* **EXTRACTED DATA**:
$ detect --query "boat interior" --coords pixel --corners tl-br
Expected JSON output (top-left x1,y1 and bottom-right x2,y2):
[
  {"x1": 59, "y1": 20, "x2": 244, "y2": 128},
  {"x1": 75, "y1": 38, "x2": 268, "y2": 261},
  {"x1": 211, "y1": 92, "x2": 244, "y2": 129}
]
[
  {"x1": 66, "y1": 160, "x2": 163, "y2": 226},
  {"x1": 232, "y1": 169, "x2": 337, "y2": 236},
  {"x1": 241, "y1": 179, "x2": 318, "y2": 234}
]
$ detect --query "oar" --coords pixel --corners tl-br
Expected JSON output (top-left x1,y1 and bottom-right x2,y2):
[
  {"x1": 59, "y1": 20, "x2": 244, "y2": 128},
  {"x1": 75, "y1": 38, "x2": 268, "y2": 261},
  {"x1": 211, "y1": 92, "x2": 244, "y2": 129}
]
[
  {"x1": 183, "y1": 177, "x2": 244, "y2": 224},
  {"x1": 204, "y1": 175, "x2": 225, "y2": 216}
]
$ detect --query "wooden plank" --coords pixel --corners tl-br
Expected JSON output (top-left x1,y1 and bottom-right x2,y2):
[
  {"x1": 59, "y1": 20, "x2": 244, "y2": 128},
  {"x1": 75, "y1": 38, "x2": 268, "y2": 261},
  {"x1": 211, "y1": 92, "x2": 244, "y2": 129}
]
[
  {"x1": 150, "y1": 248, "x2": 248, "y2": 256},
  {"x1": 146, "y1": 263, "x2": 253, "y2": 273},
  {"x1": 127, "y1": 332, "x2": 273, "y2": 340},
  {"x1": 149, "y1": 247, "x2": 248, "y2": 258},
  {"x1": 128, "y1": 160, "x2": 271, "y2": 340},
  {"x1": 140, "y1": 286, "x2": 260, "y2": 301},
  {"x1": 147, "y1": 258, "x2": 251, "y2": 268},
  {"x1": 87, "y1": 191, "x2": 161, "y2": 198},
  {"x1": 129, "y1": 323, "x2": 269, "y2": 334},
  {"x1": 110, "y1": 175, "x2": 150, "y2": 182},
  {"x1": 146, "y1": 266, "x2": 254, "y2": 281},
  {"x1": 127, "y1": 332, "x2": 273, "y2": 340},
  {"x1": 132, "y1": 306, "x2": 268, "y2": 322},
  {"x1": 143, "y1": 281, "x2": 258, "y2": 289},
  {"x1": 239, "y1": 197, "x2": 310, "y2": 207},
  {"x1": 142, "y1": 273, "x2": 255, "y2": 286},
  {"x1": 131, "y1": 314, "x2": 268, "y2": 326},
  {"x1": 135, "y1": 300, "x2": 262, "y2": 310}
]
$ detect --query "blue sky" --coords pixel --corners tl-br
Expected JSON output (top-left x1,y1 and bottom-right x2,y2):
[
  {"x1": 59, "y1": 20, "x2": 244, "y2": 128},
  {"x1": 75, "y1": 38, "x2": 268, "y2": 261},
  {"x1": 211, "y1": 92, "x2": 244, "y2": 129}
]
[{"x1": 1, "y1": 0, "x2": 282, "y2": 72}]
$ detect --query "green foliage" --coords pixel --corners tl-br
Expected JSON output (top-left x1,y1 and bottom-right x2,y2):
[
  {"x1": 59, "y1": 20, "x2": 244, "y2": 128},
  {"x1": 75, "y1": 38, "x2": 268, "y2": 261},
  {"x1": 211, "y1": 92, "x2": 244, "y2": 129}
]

* **GIVEN TASK**: Repeat each record exactly. Omit nothing.

* **SOLUTION BELOW**:
$ detect --query "boat interior" --coords pixel --corners tl-br
Expected JSON output (top-left x1,y1 and bottom-right x2,y2):
[
  {"x1": 59, "y1": 20, "x2": 244, "y2": 128},
  {"x1": 75, "y1": 38, "x2": 268, "y2": 261},
  {"x1": 211, "y1": 92, "x2": 244, "y2": 129}
]
[
  {"x1": 66, "y1": 160, "x2": 163, "y2": 226},
  {"x1": 232, "y1": 169, "x2": 337, "y2": 236},
  {"x1": 241, "y1": 179, "x2": 318, "y2": 234}
]
$ detect --query "oar" --coords pixel --corners tl-br
Expected JSON output (top-left x1,y1 and bottom-right x2,y2):
[
  {"x1": 59, "y1": 20, "x2": 244, "y2": 128},
  {"x1": 75, "y1": 38, "x2": 268, "y2": 261},
  {"x1": 211, "y1": 92, "x2": 244, "y2": 129}
]
[
  {"x1": 183, "y1": 177, "x2": 244, "y2": 224},
  {"x1": 204, "y1": 175, "x2": 225, "y2": 216}
]
$ detect --query "wooden plank" --coords pixel --corners tl-br
Expected JSON output (top-left x1,y1 and bottom-right x2,y2):
[
  {"x1": 59, "y1": 20, "x2": 244, "y2": 128},
  {"x1": 75, "y1": 38, "x2": 268, "y2": 261},
  {"x1": 211, "y1": 92, "x2": 244, "y2": 129}
]
[
  {"x1": 150, "y1": 248, "x2": 248, "y2": 256},
  {"x1": 146, "y1": 263, "x2": 253, "y2": 273},
  {"x1": 127, "y1": 332, "x2": 273, "y2": 340},
  {"x1": 149, "y1": 247, "x2": 248, "y2": 258},
  {"x1": 128, "y1": 160, "x2": 271, "y2": 340},
  {"x1": 140, "y1": 286, "x2": 260, "y2": 301},
  {"x1": 147, "y1": 258, "x2": 251, "y2": 268},
  {"x1": 87, "y1": 191, "x2": 161, "y2": 198},
  {"x1": 129, "y1": 323, "x2": 269, "y2": 334},
  {"x1": 110, "y1": 175, "x2": 150, "y2": 182},
  {"x1": 146, "y1": 266, "x2": 254, "y2": 281},
  {"x1": 127, "y1": 332, "x2": 273, "y2": 340},
  {"x1": 132, "y1": 306, "x2": 268, "y2": 322},
  {"x1": 143, "y1": 281, "x2": 258, "y2": 289},
  {"x1": 239, "y1": 197, "x2": 310, "y2": 207},
  {"x1": 142, "y1": 273, "x2": 255, "y2": 286},
  {"x1": 131, "y1": 314, "x2": 268, "y2": 326},
  {"x1": 135, "y1": 300, "x2": 262, "y2": 310}
]
$ detect --query "blue sky" --coords pixel --corners tl-br
Expected JSON output (top-left x1,y1 and bottom-right x2,y2):
[
  {"x1": 59, "y1": 20, "x2": 244, "y2": 128},
  {"x1": 75, "y1": 38, "x2": 268, "y2": 261},
  {"x1": 211, "y1": 92, "x2": 244, "y2": 129}
]
[{"x1": 1, "y1": 0, "x2": 282, "y2": 72}]
$ detect --query "green foliage" --coords pixel --corners tl-br
Expected JSON output (top-left x1,y1 and bottom-right x2,y2):
[
  {"x1": 59, "y1": 20, "x2": 244, "y2": 128},
  {"x1": 75, "y1": 38, "x2": 268, "y2": 261},
  {"x1": 211, "y1": 92, "x2": 244, "y2": 129}
]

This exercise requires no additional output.